━━━ SOURCE ━━━
Abstract
A series of studies on laminar flame propagation in off-stoichiometric dilute sprays of monodispersed inert or fuel drops had been investigated by large activation energy asymptotics. The present study extends previous theoretical model to consider water/octane core/shell structured drops instead of single-phase drops. The core/shell structured drops are composed of core fluid (water) encased by a layer of shell fluid (n-octane). In this study, we only deal with the case that core/shell structured drops are vaporized completely just at flame location. Namely, the discussions of this paper are restricted to the completely prevaporized mode. By varying parameters of core water radius, core-to-shell ratio, the amount of liquid loading, and the stoichiometric ratio (lean or rich burning), we examine the gasification of core water and shell fuel of core/shell structured drops upstream of the bulk flame and its relation to the internal heat transfer. The effects of drop radius, core-to-shell ratio, liquid loading, and overall heat loss or gain on flame propagation flux are reported and discussed.
1. Introduction
Motivation of the spray theory considering core/shell structured drops came from a providence notion of carrying certain purpose substance which is encased by a layer of shell liquid fuel into combustion system. For instance, core/shell structured drops are composed of core calcium oxide (CaO) suspension and shell diesel. As shell diesel burned out and produced carbon dioxide, the calcium oxide of core could capture CO2 in situ of the combustion system. By varying core-to-shell ratio, the operation temperature and captured rate of CO2 can be taken into account for an innovative combustion technology.
Owing to the successful introduction of large activation energy asymptotics in combustion, great progress has been made in understanding the physics of the flame [1–6]. As a result, numerous investigations have been devoted to asymptotic theories of steady deflagrations with heat losses [7–15], stretch [9, 11, 15–17], and preferential diffusion (nonunity Lewis number) [12, 13, 18].
━━━ SOURCE DATA ━━━
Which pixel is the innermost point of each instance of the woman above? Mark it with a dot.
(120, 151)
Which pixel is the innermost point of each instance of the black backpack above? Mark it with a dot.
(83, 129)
━━━
__WHAT YOU WILL DO__
1. In the text on flame propagation in sprays of core/shell structured drops, which fluid forms the core of each drop and which forms the shell?
2. Go on with the text on flame propagation in sprays of core/shell structured drops, starting after its last sentence.
The lines have no part in this work.

__SOLVED TASKS__
1. The core is water and the shell is n-octane.

2.
In 1988, Lin et al. [19] had successfully introduced asymptotic techniques to analyze laminar flame propagation in off-stoichiometric dilute sprays. Subsequently, a series of theoretical researches were documented following the theoretical model. Huang et al. [20] investigated the influence of liquid loading on the flame propagation of dilute sprays in nonconserved systems. Those results indicated that the combustible spray in rich mixture plays a role as inert spray, leading to an S-shaped extinction curve similar to the result of Mitani [21]. It is well recognized that a homogeneous laminar premixed flame influenced by external heat loss can be adequately described by a C-shaped extinction curve (a double-valued function) [22] in which the extinction limit is identified by the turning point. The participation of fuel or inert spray effects further produced so-called internal heat transfer (heat gain or heat loss) to the system and thereby resulted in an S-shaped extinction curve (a triple-valued function) on spray flame extinction [22].
Water mist is an effective fire suppression agent, which is extensively used for fire protection/inhibition applications [23–25]. Considering flow stretch and preferential diffusion, Liu et al. [26] had analyzed the influence of water sprays on the extinction of a methane-air premixed flame propagating in a stagnation point flow (a two-dimensional model) by using activation energy asymptotics. Subsequently, extinction characteristics of fuel-spray burning in the positively-stretched stagnation-point flow were investigated by Hou [27].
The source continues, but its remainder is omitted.